→ **Exercice proposé 1**:
Trouvez toutes les lignes ci-dessous qui contiennent la chaîne « around » et recopiez-les, en respectant la casse.

→ **Texte fourni**:
————
L’Opéra de Lyon est actuellement la dernière station d’une coproduction particulièrement efficace, déjà applaudie à Londres en mars et à Bruxelles en novembre dernier, de l’opéra testament de Janáček, De la Maison des morts. En composant sa dernière œuvre, créée en 1930, le compositeur tchèque a transcrit sur la scène lyrique un texte en partie autobiographique de Dostoïevski. Il y renonce au beau chant et à l’illusion esthétique, mais jamais à la subtilité musicale ni aux vecteurs vocaux de l’émotion, usant de moyens nouveaux pour être au plus près de la réalité sordide de l’univers carcéral et de la dimension humaine des prisonniers. De manière inouïe, il dit leur misère morale, physique et matérielle. C’est, à l’époque, un opéra atypique, qui reste déconcertant pour le public d’aujourd’hui et qui pose la question du genre lyrique, comme l’avait fait à sa manière Alban Berg avec Wozzeck quelques années auparavant.
Krzysztof Warlikowski s’est saisi avec passion et engagement de cette œuvre dont la réception contemporaine a été marquée par la mise en scène de Patrice Chéreau en 2007 (à Vienne, à Amsterdam et à Aix-en-Provence, avant les reprises ultérieures en d’autres lieux). À côté de ce monument, il dresse le sien, caractérisé par le mouvement, par la multiplicité des lieux et des actions, par l’esprit du jeu – dans toutes ses dimensions, dans un spectacle intrinsèquement ludique – jeu verbal, intellectuel, gestuel, jeu théâtral et jeu sportif. On ne répétera pas ici ce qui a déjà été décrit dans les deux comptes rendus de 2018, mais on soulignera la richesse visuelle d’un spectacle qui fait appel à toutes les ressources possibles : éléments de décor mobiles, projections vidéo, chorégraphies (breakdance, hip-hop), interpolations de propos filmés de Michel Foucault sur les juges, la justice et la police, d’extraits du film documentaire Gangster Backstage.
————
→ **Exercice proposé 2**:
Résumez en deux phrases le texte ci-dessus sur la production de De la Maison des morts.

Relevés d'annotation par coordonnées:
————
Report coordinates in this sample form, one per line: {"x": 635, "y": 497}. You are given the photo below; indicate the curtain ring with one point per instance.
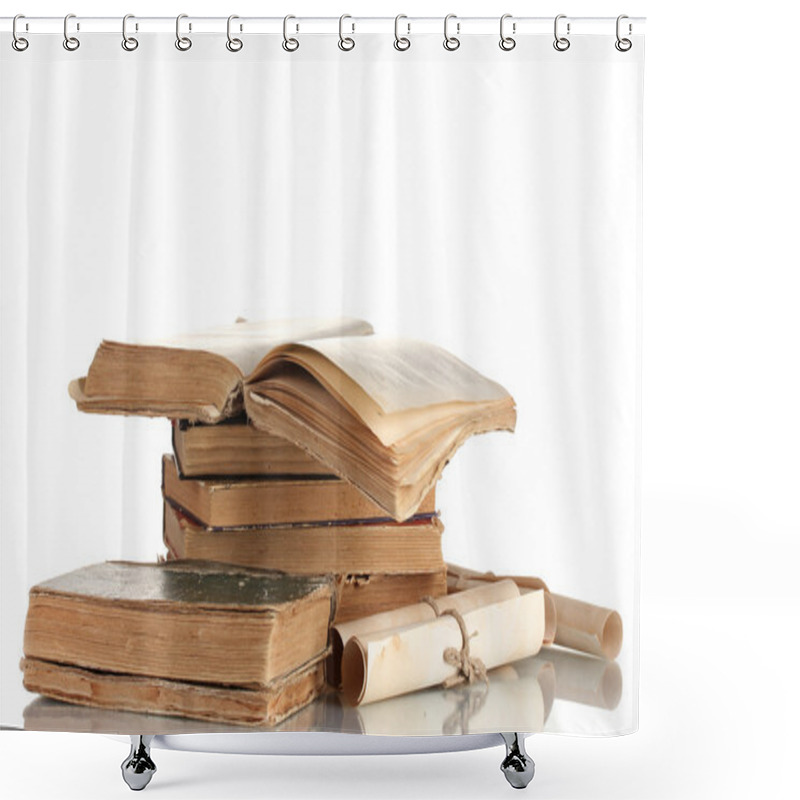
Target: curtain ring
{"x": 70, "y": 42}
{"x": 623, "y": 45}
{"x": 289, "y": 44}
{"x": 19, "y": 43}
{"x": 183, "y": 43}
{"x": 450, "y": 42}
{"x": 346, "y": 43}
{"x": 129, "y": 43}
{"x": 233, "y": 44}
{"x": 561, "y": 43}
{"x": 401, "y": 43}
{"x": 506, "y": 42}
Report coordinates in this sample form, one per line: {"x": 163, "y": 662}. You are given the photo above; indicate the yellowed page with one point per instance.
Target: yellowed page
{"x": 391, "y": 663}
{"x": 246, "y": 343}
————
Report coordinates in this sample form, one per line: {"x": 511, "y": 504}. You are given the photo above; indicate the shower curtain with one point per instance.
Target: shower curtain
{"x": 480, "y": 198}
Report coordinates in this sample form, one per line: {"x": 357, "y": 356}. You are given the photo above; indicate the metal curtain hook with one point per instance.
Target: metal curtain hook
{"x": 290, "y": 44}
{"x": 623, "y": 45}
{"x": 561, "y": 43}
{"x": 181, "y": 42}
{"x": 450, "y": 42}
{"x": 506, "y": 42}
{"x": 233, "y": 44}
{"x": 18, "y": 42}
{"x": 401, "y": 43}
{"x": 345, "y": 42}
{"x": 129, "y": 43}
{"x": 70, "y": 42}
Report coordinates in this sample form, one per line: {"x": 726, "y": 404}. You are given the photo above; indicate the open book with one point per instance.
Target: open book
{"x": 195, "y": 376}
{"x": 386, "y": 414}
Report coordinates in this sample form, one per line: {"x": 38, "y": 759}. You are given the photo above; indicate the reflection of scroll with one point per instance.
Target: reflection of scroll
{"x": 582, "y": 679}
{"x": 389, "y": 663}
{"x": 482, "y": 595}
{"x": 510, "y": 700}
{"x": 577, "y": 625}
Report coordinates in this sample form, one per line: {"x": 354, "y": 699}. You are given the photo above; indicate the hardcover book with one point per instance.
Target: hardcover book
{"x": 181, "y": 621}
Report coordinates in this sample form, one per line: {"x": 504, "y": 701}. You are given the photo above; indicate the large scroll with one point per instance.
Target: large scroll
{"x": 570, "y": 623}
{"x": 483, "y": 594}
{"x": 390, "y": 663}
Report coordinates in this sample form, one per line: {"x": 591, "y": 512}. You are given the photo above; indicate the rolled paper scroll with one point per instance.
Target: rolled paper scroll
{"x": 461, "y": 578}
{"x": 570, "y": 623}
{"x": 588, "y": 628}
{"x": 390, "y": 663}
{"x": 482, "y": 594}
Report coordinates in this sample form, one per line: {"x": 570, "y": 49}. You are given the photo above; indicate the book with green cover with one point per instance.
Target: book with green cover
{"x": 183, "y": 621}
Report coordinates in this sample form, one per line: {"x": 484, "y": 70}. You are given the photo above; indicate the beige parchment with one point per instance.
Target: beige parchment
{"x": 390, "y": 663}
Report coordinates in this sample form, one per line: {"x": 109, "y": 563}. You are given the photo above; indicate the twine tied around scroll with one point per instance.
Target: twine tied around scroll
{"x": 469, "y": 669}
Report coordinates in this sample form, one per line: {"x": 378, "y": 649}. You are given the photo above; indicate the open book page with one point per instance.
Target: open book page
————
→ **Réponse correcte 1**:
Report coordinates in this sample form, one per line: {"x": 109, "y": 563}. You are given the photo above; indicate the twine tied around scroll with one point per instance.
Target: twine tied around scroll

→ **Réponse correcte 2**:
L'Opéra de Lyon accueille la dernière étape d'une coproduction, déjà applaudie à Londres et à Bruxelles, de De la Maison des morts, l'ultime opéra de Janáček, créé en 1930 d'après un texte en partie autobiographique de Dostoïevski. Ce dernier opéra renonce au beau chant pour dire la misère des prisonniers, et Krzysztof Warlikowski le met en scène dans un spectacle fondé sur le mouvement et l'esprit du jeu, riche de décors mobiles, de projections vidéo, de chorégraphies et de propos filmés de Michel Foucault.